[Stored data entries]
* * * * * * * * *

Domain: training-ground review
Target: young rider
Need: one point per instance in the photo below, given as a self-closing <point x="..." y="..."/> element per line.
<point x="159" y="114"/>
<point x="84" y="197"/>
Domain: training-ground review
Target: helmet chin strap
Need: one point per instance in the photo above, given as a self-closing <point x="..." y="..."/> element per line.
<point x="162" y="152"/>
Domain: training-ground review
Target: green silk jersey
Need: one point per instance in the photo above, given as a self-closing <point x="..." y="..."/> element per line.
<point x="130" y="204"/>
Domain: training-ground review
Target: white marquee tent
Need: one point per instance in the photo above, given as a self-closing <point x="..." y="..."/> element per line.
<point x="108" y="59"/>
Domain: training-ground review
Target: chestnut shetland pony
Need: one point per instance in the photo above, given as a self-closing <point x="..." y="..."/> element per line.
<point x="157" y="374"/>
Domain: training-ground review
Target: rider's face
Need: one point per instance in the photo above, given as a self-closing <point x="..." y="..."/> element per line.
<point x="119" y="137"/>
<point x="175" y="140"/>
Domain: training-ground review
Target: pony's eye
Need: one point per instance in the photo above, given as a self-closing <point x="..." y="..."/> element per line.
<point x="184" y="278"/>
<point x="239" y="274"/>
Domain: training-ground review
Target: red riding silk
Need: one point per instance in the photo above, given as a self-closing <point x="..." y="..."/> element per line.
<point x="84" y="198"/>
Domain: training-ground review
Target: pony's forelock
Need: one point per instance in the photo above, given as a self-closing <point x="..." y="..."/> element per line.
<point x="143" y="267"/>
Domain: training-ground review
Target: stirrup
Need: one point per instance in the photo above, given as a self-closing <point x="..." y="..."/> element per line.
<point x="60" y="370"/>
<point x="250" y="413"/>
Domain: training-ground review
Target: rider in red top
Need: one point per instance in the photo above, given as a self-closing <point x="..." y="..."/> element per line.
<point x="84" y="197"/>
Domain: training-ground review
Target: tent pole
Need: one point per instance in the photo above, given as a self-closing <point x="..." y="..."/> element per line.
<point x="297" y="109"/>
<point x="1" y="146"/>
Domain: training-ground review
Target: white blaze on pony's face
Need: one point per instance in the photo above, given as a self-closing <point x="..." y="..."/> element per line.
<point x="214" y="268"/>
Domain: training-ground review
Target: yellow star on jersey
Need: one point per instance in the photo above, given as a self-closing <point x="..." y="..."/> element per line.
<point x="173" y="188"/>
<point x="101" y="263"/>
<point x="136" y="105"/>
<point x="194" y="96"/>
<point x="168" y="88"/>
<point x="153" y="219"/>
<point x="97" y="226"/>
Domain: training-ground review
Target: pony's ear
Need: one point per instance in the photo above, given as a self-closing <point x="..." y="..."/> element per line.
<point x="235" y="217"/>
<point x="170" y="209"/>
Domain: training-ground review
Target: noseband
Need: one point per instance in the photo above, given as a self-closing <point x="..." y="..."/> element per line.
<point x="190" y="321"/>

* * * * * * * * *

Above are the records; retype them all without a single difference.

Domain: training-ground review
Target: young rider
Need: one point per instance in the photo below, given as a self-closing <point x="..." y="..."/> element per line.
<point x="159" y="114"/>
<point x="84" y="197"/>
Domain: training-ground review
Target: helmet chin strap
Need: one point per instance in the photo above, given as a self-closing <point x="..." y="..."/> element per line.
<point x="162" y="152"/>
Domain: training-ground review
Target: green silk jersey
Need: one point per instance in the photo above, given as a self-closing <point x="..." y="..."/> element per line.
<point x="130" y="204"/>
Domain: training-ground review
Target: white marquee tent
Need: one point per instance in the photo above, given as a self-closing <point x="..." y="..."/> element per line.
<point x="108" y="59"/>
Domain: training-ground review
Target: chestnut shetland pony
Need: one point per instance in the photo above, given as a self-closing <point x="..." y="..."/> element per line.
<point x="157" y="374"/>
Domain: training-ground review
Target: rider's face
Need: one point per instance in the photo above, given as a self-closing <point x="..." y="..."/> element per line.
<point x="119" y="137"/>
<point x="175" y="140"/>
Domain: training-ground review
Target: pony's eye
Need: one point per instance in the photo above, given as a self-closing <point x="..." y="..."/> element per line.
<point x="184" y="278"/>
<point x="239" y="274"/>
Domain: training-ground review
Target: red riding silk
Need: one point per instance in the photo above, given as a self-closing <point x="..." y="..."/> element per line.
<point x="84" y="198"/>
Domain: training-ground review
Target: pony's forelock
Need: one point per instance in the photo above, given as a self-closing <point x="..." y="..."/> element per line.
<point x="143" y="267"/>
Domain: training-ground review
Target: stirrup
Need: one point per instance in the photo above, given as a self-closing <point x="..." y="..."/> element per line.
<point x="60" y="370"/>
<point x="250" y="413"/>
Domain: training-ground review
Target: rider in red top
Need: one point per instance in the photo above, given as a self-closing <point x="..." y="..."/> element per line.
<point x="84" y="197"/>
Domain: training-ground review
Target: tent pole
Need: one point per instance in the photo above, given as a self-closing <point x="..." y="..."/> element per line.
<point x="297" y="109"/>
<point x="1" y="146"/>
Domain: training-ground review
Target: white blaze on pony's face
Need: one point per instance in the photo above, given as a self-closing <point x="..." y="..."/> element per line.
<point x="214" y="268"/>
Domain: training-ground review
Target: yellow star on jersey
Need: one point per instance in the photo above, given as a self-closing <point x="..." y="..."/> element per line.
<point x="173" y="188"/>
<point x="101" y="263"/>
<point x="136" y="105"/>
<point x="194" y="96"/>
<point x="168" y="88"/>
<point x="153" y="219"/>
<point x="97" y="226"/>
Domain: training-ground review
Target: pony's ear
Need: one point per instance in the photo above, given as a self-closing <point x="..." y="..."/> element per line.
<point x="235" y="217"/>
<point x="170" y="209"/>
Domain: training-ground review
Target: noseband
Need: one point per instance in the photo above, given as a self-closing <point x="..." y="..."/> element per line.
<point x="190" y="321"/>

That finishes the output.